• **DATA LISTING**:

++++++

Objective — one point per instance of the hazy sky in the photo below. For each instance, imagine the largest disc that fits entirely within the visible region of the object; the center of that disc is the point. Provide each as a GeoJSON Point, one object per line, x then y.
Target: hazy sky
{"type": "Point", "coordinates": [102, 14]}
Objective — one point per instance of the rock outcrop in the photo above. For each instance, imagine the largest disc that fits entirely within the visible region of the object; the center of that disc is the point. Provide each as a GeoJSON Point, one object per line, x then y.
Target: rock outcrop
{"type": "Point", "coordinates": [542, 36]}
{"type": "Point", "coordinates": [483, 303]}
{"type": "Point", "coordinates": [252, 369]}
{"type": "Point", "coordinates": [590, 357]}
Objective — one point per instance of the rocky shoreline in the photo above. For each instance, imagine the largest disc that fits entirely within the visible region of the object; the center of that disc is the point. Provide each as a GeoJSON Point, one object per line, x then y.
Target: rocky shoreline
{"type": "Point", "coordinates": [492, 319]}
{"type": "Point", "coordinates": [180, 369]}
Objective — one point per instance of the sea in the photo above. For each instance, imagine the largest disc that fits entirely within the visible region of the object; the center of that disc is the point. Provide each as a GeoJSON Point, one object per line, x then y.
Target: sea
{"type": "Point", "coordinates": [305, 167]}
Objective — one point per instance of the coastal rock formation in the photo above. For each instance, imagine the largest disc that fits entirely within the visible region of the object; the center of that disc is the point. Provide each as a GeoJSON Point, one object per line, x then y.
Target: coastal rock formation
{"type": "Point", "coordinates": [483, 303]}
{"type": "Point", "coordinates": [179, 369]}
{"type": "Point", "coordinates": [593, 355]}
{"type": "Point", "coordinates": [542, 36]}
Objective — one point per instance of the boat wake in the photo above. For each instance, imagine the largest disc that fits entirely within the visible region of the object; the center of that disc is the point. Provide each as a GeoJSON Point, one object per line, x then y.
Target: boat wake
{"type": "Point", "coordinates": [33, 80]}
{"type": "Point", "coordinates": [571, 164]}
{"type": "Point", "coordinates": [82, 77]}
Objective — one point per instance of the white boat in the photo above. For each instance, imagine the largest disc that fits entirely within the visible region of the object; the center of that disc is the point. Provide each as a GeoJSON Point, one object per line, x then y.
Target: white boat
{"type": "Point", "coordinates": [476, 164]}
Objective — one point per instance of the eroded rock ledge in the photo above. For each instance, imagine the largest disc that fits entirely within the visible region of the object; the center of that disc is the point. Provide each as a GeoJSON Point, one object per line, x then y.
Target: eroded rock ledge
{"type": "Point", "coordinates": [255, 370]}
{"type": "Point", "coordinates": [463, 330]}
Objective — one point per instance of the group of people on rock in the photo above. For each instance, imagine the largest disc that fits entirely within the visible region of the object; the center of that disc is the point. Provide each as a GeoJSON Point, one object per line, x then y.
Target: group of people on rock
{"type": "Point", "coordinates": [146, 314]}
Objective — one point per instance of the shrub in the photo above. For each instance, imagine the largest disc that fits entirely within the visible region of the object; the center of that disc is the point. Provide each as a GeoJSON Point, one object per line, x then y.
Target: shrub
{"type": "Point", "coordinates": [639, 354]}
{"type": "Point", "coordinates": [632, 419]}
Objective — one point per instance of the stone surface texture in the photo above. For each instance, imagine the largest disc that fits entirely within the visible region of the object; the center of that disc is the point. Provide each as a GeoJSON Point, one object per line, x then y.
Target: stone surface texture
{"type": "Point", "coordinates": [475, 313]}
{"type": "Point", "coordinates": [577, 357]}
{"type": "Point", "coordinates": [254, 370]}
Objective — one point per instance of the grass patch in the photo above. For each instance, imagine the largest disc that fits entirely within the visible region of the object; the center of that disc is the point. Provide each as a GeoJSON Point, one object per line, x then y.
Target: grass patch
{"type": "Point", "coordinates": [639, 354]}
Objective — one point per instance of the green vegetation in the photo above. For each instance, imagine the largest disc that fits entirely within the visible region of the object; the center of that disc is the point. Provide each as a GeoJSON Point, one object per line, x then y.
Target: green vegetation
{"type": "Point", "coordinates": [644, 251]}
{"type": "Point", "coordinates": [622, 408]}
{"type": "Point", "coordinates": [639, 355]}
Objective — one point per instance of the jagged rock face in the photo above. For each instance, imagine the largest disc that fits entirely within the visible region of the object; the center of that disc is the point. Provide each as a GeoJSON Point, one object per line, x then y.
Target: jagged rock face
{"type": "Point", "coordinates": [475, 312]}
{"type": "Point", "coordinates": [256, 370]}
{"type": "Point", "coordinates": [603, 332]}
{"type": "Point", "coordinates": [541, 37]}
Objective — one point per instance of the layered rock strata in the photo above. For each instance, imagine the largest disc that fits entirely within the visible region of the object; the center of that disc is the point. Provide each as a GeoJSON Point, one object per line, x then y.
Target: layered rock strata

++++++

• **EXERCISE**:
Return all of the material above unchanged, reproducing every line in its original order.

• **WRITTEN SOLUTION**:
Objective — one point per instance of the hazy sky in the photo below. For each instance, imagine the largest disc that fits entirely within the visible region of the object; the center of that disc is the point. Provide each as a GeoJSON Point, one object per line, x then y.
Target: hazy sky
{"type": "Point", "coordinates": [102, 14]}
Objective — one point per instance of the rock outcrop in the photo above. For each instance, imagine the largest disc that fits entirely within the visible region of the object; the center of that disc is the point. Provide each as a GeoJSON Point, one object per line, x then y.
Target: rock outcrop
{"type": "Point", "coordinates": [542, 36]}
{"type": "Point", "coordinates": [483, 303]}
{"type": "Point", "coordinates": [252, 369]}
{"type": "Point", "coordinates": [590, 357]}
Objective — one point per instance of the rocky shoreline in the photo above. For each instance, imagine the largest disc that fits entirely within the visible region of the object; the center of that disc is the point. Provide each as a GeoJSON Point, one object per line, x then y.
Target: rocky shoreline
{"type": "Point", "coordinates": [492, 319]}
{"type": "Point", "coordinates": [180, 369]}
Objective — one point per instance of the sea in the photo above. For each instance, imagine the largest disc that fits entirely within the visible region of the object; the center of that disc is the point. Provide each as a GeoJSON Point, one object per line, x then y.
Target: sea
{"type": "Point", "coordinates": [305, 167]}
Objective — one point per instance of the coastal rock formation in the photo above. For each instance, imagine the largest disc that fits entirely within the visible region of the object; the center of that disc is the point. Provide each as a GeoJSON Point, one object per line, x then y.
Target: coastal rock formation
{"type": "Point", "coordinates": [483, 303]}
{"type": "Point", "coordinates": [179, 369]}
{"type": "Point", "coordinates": [593, 355]}
{"type": "Point", "coordinates": [542, 36]}
Objective — one point per instance of the boat wake in the photo above. For each instance, imagine the largest disc that fits entirely within the visible region of the object; the center of that disc is the point. Provide each as a GeoJSON Point, one object per line, x then y.
Target: boat wake
{"type": "Point", "coordinates": [33, 80]}
{"type": "Point", "coordinates": [571, 164]}
{"type": "Point", "coordinates": [82, 77]}
Objective — one point per instance of the white boat in the photo above. For each instance, imagine the largest disc that fits entirely within the visible region of the object; the center of that disc is the point. Provide each as a GeoJSON Point, one object per line, x then y.
Target: white boat
{"type": "Point", "coordinates": [476, 164]}
Objective — one point per instance of the eroded rock ledge in the photo above. For each instance, imagine the largest disc that fits entirely within the visible region of the object; the center of that disc is the point. Provide each as a GeoJSON Point, one object per line, x then y.
Target: eroded rock ledge
{"type": "Point", "coordinates": [255, 370]}
{"type": "Point", "coordinates": [463, 330]}
Objective — one point per instance of the group of people on rock in the photo above. For each instance, imagine the largest disc that fits entirely within the visible region of the object; the center of that disc is the point. Provide each as a GeoJSON Point, one object per line, x then y.
Target: group of people on rock
{"type": "Point", "coordinates": [146, 314]}
Objective — one point per instance of the shrub in the photo above. For each instance, imagine the largest disc that fits entirely within the visible region of the object; the center of that disc is the point. Provide each as a GeoJSON Point, one object per line, x then y.
Target: shrub
{"type": "Point", "coordinates": [639, 354]}
{"type": "Point", "coordinates": [632, 419]}
Objective — one point per instance of the stone surface texture in the photo above. For each instance, imagine the largest disc that fits entirely within the visible region of the object; the center of that disc is the point. Provide each as a GeoJSON Point, one object per line, x then y.
Target: stone surface texture
{"type": "Point", "coordinates": [475, 313]}
{"type": "Point", "coordinates": [577, 357]}
{"type": "Point", "coordinates": [254, 370]}
Objective — one point per instance of the grass patch in the photo above. For each instance, imagine the largest disc that fits entirely within the visible region of the object; the center of that disc is the point. Provide each as a GeoJSON Point, one object per line, x then y.
Target: grass patch
{"type": "Point", "coordinates": [639, 354]}
Objective — one point per instance of the green vegetation in the photo above. For each instance, imagine the largest disc that fits entirely within the visible region of the object; the center of that disc is the point. Provide each as a GeoJSON Point, one object per line, x then y.
Target: green vegetation
{"type": "Point", "coordinates": [644, 251]}
{"type": "Point", "coordinates": [622, 408]}
{"type": "Point", "coordinates": [639, 355]}
Objective — one point per instance of the jagged rock face in the photo above. For each instance, imagine the largest disc that fits entirely within the visible region of the object; the center of that disc is the point. Provide each as a GeoJSON Point, one object per line, x then y.
Target: jagged rock face
{"type": "Point", "coordinates": [475, 312]}
{"type": "Point", "coordinates": [256, 370]}
{"type": "Point", "coordinates": [603, 332]}
{"type": "Point", "coordinates": [541, 37]}
Objective — one point per instance of the layered rock strata in the photo above. For each instance, imagine the largest disc that fits entirely within the visible region of the object; the center of that disc is the point. Provide each as a GeoJSON Point, one object per line, x then y.
Target: layered rock strata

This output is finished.